> ASSIGNED TASK A
In the memorial post, what reason does the writer give for the aunt accepting her husband?
> ASSIGNED TASK B
Write the next part of the memorial post about the writer's aunt, picking up after its final sentence.

(Beginning of SELECTED PASSAGE)

During one clingy bible study session with certain SVCF/IVCF Diliman fresh grads, our session leader posed this question: If you were to have your own Wiki page, about what would you like it to be?
It was an easy question. I've been, at that time, preoccupied with my death and the purpose of my life. I imagined it to be mainly about my death-- how its fruit is at least one sinner's conversion, a believer's repentance, or anything along the lines of His glory.
That dream has been granted to my aunt, and I've been designated as repentant. A gift for her first birthday with the Author, this serves as her very own Wiki page.
Teresita Sadaya Lubid (December 6, 1964 - November 21, 2013)
She was my father's younger sister, either the fifth or sixth of eight siblings. Yes, even that I don't know about her and it is a very great regret. She was born 49 years ago (I didn't know this until she got sick) on this day (I never remembered this until she died). 26 years later, I'd share the same birth month and we'd hold celebrations together with a family friend, in time for my father's Christmas vacation. Those kainan, I realize only now, were special-- perhaps the ones with the most items to be celebrated. Yet I went and never paid attention.
She was a great cook. She prepared those meals. When her right axillary lymph nodes got clogged, resulting in right side edema, I realized she wouldn't be able to cook anymore. The last of her dishes I ate was months ago, I don't remember it very well. Every year, she cooks for my birthdays, too. My father asks her to, and then my mother pays her for the ingredients because she refuses payment for the labor. Last year, she didn't accept the payment, saying it was her gift to me. One time she even bought me a cake. Maybe it was even more than once. I wouldn't remember because I didn't pay attention.
She was a housewife. She married a man who'd had his eyes on her since elementary. He pursued her when he was in college, if my memory is accurate, and she accepted him because she saw my father in him. At least that I got to ask. My father was everything she thought a husband should be and she advised me the same standards. Her husband loved her very much and my last moments with her was a testimony of it. She must have loved him as well since whatever career she could've gone into was was given up to stay at home. But that I wouldn't know since I postponed asking about her college degree, or whether she did have one, when she gets well.

(End of SELECTED PASSAGE)
(Beginning of INFORMATION SHOWN)

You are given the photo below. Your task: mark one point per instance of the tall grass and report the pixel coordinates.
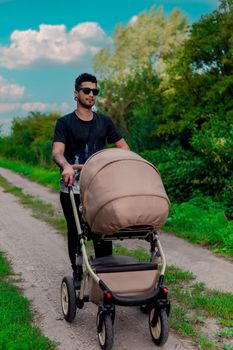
(205, 225)
(49, 177)
(17, 331)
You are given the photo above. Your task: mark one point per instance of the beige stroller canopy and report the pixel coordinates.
(120, 189)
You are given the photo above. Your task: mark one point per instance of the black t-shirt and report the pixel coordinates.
(84, 138)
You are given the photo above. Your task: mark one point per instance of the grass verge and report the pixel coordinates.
(197, 312)
(48, 177)
(199, 221)
(17, 330)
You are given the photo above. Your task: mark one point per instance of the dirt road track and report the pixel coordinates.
(39, 255)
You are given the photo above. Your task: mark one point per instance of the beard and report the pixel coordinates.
(86, 105)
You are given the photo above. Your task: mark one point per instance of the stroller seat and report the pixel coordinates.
(124, 275)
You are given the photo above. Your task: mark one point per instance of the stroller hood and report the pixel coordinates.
(120, 189)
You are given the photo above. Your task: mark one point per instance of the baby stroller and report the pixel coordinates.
(122, 197)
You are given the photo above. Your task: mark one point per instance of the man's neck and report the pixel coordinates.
(84, 113)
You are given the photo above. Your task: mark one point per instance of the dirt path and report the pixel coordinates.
(214, 271)
(39, 255)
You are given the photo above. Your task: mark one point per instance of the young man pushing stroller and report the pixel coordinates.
(77, 136)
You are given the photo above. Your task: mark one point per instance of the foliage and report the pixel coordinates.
(202, 221)
(145, 42)
(30, 139)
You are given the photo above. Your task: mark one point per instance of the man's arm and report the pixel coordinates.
(122, 144)
(60, 160)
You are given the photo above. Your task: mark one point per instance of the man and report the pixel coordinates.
(77, 136)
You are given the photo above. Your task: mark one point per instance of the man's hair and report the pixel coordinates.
(84, 77)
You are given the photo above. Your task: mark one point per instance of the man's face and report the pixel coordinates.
(86, 94)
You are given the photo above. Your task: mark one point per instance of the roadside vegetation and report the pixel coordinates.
(202, 315)
(168, 85)
(17, 330)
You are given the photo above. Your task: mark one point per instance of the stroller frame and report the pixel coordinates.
(155, 303)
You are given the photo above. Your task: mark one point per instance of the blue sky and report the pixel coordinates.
(46, 44)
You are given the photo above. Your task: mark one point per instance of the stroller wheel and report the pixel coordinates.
(158, 323)
(105, 331)
(145, 308)
(68, 299)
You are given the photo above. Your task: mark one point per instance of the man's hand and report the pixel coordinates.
(68, 175)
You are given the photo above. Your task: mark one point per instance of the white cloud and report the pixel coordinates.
(8, 111)
(133, 19)
(53, 44)
(10, 91)
(32, 106)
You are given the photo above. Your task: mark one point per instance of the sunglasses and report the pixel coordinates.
(87, 91)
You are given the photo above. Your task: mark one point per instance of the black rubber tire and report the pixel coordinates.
(68, 299)
(105, 337)
(160, 332)
(145, 308)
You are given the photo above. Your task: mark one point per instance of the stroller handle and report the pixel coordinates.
(74, 207)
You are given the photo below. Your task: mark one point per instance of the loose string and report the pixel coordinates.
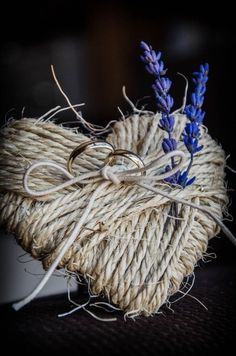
(110, 176)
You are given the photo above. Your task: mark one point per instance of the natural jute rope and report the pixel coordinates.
(129, 246)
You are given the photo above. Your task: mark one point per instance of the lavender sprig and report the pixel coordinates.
(155, 66)
(196, 115)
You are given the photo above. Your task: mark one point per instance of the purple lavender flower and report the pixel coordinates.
(164, 100)
(196, 115)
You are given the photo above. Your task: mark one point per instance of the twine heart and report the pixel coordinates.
(130, 247)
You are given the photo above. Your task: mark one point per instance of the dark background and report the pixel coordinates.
(95, 50)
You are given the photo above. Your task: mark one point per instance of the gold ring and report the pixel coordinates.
(128, 154)
(81, 148)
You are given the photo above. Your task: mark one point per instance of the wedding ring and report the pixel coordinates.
(83, 146)
(127, 154)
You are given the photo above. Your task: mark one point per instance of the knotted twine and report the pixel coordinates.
(128, 245)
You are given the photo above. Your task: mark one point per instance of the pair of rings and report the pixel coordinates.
(109, 160)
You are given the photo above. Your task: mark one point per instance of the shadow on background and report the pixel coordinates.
(95, 50)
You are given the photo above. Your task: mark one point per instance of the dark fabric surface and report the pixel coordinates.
(190, 329)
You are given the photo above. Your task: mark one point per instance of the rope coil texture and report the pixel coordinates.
(129, 246)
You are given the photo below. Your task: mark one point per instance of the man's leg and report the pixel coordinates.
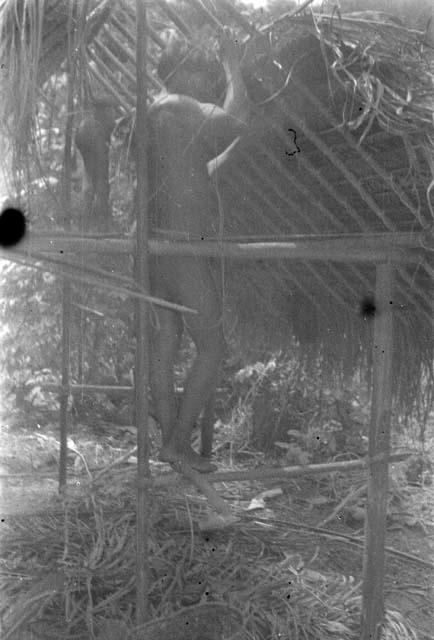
(166, 338)
(195, 288)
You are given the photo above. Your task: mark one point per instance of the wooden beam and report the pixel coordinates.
(378, 450)
(397, 247)
(141, 370)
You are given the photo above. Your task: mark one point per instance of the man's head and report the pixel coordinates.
(191, 71)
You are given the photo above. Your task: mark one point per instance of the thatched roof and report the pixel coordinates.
(342, 144)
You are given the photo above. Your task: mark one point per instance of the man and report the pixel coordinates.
(185, 134)
(93, 141)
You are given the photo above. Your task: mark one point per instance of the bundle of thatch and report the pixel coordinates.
(254, 580)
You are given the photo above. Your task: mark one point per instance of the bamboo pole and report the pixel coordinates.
(347, 248)
(141, 373)
(379, 448)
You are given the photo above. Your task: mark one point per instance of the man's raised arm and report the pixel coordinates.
(222, 125)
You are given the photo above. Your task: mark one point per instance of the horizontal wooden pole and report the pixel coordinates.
(88, 388)
(278, 472)
(376, 248)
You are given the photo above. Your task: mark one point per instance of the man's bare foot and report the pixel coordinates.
(190, 457)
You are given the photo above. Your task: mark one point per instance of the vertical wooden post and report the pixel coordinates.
(379, 449)
(141, 320)
(66, 288)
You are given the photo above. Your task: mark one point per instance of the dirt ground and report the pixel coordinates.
(26, 456)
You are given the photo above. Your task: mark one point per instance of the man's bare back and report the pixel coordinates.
(184, 136)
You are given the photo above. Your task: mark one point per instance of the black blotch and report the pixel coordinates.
(294, 140)
(368, 308)
(12, 227)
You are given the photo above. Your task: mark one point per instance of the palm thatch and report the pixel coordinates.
(341, 145)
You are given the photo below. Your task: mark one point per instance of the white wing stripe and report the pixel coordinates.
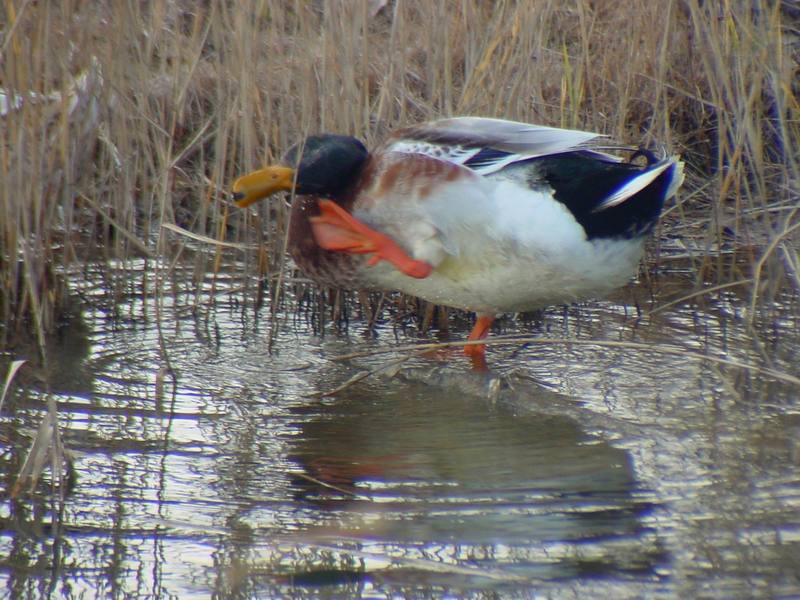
(635, 185)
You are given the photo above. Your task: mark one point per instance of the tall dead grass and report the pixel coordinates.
(120, 116)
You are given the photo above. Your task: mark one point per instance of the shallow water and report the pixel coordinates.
(567, 470)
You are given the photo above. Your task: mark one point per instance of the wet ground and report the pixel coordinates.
(565, 471)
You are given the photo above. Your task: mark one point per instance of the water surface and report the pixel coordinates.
(565, 470)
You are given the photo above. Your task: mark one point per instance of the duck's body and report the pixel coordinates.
(485, 215)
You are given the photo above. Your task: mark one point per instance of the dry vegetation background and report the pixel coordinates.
(119, 116)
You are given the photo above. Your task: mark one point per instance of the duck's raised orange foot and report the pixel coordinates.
(337, 230)
(477, 352)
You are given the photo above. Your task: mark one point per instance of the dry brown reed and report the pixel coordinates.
(120, 116)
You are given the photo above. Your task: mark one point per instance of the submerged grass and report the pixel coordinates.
(119, 117)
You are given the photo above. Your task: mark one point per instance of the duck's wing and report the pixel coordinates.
(488, 145)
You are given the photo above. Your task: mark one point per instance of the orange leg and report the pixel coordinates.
(336, 229)
(477, 352)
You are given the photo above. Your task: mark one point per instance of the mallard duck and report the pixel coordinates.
(485, 215)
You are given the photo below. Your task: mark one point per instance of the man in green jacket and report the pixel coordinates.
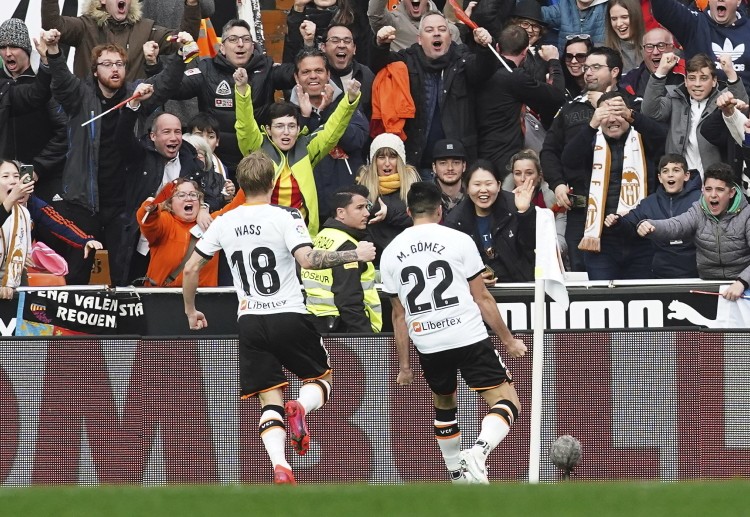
(344, 298)
(295, 157)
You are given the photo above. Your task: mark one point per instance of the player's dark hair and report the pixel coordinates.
(343, 196)
(424, 198)
(720, 171)
(203, 122)
(672, 158)
(282, 109)
(255, 173)
(513, 40)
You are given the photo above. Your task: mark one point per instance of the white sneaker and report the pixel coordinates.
(461, 477)
(472, 461)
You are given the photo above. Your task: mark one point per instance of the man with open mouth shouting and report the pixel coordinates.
(405, 19)
(442, 76)
(120, 22)
(720, 29)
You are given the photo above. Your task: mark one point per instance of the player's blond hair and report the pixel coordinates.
(255, 173)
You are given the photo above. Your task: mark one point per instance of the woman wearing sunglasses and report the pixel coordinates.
(577, 47)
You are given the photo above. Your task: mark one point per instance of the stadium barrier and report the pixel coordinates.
(665, 405)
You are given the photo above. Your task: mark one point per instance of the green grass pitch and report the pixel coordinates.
(579, 499)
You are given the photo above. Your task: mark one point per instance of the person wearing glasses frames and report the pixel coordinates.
(212, 83)
(118, 22)
(719, 29)
(167, 228)
(93, 180)
(655, 44)
(574, 56)
(573, 17)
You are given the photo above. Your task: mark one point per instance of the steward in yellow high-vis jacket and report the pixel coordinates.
(344, 298)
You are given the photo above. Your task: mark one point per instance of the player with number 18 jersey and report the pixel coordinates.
(259, 242)
(429, 267)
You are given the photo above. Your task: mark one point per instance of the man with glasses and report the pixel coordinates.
(317, 97)
(340, 49)
(213, 84)
(295, 154)
(601, 73)
(718, 30)
(93, 182)
(154, 160)
(655, 44)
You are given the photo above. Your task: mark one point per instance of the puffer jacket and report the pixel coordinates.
(513, 236)
(672, 105)
(723, 243)
(457, 101)
(95, 27)
(569, 20)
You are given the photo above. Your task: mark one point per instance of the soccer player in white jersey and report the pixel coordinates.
(440, 300)
(262, 243)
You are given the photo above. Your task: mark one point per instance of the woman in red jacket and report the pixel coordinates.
(167, 227)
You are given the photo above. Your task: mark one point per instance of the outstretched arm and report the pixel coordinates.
(310, 258)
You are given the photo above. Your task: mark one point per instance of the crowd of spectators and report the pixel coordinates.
(609, 112)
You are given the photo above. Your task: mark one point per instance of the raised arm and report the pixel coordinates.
(249, 137)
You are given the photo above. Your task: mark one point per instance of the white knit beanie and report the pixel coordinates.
(387, 140)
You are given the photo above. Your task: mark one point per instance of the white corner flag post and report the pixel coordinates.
(548, 277)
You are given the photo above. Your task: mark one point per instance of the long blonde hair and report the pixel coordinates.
(368, 175)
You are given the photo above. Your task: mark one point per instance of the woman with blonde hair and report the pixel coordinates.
(388, 178)
(624, 31)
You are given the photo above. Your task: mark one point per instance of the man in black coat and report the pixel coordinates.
(441, 80)
(500, 99)
(212, 83)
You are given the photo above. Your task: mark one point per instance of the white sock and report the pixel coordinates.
(273, 436)
(312, 395)
(494, 430)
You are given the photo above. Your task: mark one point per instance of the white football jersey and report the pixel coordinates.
(259, 241)
(429, 267)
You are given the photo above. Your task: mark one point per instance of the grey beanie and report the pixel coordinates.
(14, 33)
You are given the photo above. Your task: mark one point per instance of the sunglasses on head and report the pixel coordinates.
(580, 57)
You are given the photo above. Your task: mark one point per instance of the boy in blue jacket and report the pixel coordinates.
(677, 193)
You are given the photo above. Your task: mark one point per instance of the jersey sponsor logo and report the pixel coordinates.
(734, 52)
(426, 326)
(223, 89)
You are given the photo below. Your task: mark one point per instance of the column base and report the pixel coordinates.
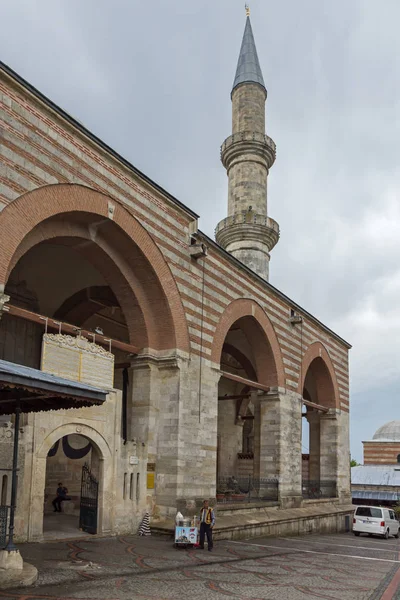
(11, 560)
(291, 502)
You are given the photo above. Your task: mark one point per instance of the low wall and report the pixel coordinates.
(268, 521)
(333, 523)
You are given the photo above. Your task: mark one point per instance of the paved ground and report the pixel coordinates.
(333, 567)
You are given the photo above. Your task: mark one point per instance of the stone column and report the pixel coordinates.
(3, 300)
(142, 413)
(277, 443)
(313, 418)
(329, 452)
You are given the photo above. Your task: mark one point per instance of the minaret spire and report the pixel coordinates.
(248, 67)
(248, 232)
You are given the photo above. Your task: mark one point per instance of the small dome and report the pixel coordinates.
(388, 432)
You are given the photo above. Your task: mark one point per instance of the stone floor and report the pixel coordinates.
(333, 567)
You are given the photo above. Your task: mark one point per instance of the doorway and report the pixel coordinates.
(71, 462)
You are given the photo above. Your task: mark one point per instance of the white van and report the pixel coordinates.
(375, 520)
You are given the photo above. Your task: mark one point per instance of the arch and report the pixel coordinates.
(106, 478)
(75, 211)
(318, 360)
(258, 327)
(74, 428)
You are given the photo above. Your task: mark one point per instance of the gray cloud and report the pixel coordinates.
(153, 80)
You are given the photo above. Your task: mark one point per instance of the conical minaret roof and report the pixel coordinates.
(248, 68)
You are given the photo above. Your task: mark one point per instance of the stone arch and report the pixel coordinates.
(254, 320)
(317, 359)
(74, 211)
(106, 477)
(75, 428)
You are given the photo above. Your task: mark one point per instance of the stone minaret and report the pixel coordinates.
(248, 233)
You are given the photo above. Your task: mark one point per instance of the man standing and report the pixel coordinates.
(59, 499)
(207, 522)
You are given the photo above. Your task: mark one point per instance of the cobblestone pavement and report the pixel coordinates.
(333, 567)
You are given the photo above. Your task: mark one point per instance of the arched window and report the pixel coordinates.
(4, 485)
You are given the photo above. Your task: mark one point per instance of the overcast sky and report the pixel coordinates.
(152, 78)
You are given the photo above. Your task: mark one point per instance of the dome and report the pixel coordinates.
(388, 432)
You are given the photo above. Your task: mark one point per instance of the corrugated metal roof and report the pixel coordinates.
(248, 68)
(35, 390)
(363, 495)
(385, 475)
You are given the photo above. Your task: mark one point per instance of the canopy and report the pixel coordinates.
(34, 391)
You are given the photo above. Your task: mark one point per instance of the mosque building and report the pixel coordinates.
(209, 370)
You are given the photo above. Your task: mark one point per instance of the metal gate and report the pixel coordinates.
(4, 514)
(89, 501)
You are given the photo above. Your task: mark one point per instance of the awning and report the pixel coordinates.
(36, 391)
(362, 494)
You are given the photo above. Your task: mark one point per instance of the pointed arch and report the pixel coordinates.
(115, 242)
(317, 361)
(258, 328)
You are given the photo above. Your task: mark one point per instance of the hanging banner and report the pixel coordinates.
(78, 359)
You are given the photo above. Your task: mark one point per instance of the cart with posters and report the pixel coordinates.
(185, 536)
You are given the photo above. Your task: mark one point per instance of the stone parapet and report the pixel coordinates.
(259, 229)
(238, 145)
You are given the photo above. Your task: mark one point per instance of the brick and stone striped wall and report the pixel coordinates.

(End of INFORMATION SHOWN)

> RESULT A
She saw the writer's father in him.

> RESULT B
All they had was a son, barely out of high school. Of all male paternal cousins present every occasion, I used to find him the most gentle. She loved him very much, never subjecting him to what she knew would cause him distress. When she was in PGH, she knew the place would stress him out so she didn't make him attend to her. She supported his interest in music and encouraged him to play for their church fund-raising concert rather than stay with her at home. She didn't want her illness to keep her son away from his activities. I guess that thinking stems from her experience with taking care of her mother. Her mother developed thyroid cancer, perhaps, when she was about her son's age, depriving her of her adolescent life.
She was the caretaker. Aside from her mother, she took care of the half second cousin who attended to her when she got sick. She might have looked after her younger siblings, too. She also took care of a lot of my cousins and she was "Mama Terry" to them. And it was only her that my father trusted with his authoritative instructions. She was most like him among the siblings in appearance and in character, according to her husband. I never noticed.
The first time I truly paid attention to her was when I heard she had breast cancer. I didn't believe it until she got admitted in PGH and I visited. She looked undeniably sick. Had I granted that prayer request, my prayer would've been primarily about keeping her faith, that the Lord use her illness for that purpose, that she draws near Him, that He holds her through the ordeal, and secondarily, healing from cancer.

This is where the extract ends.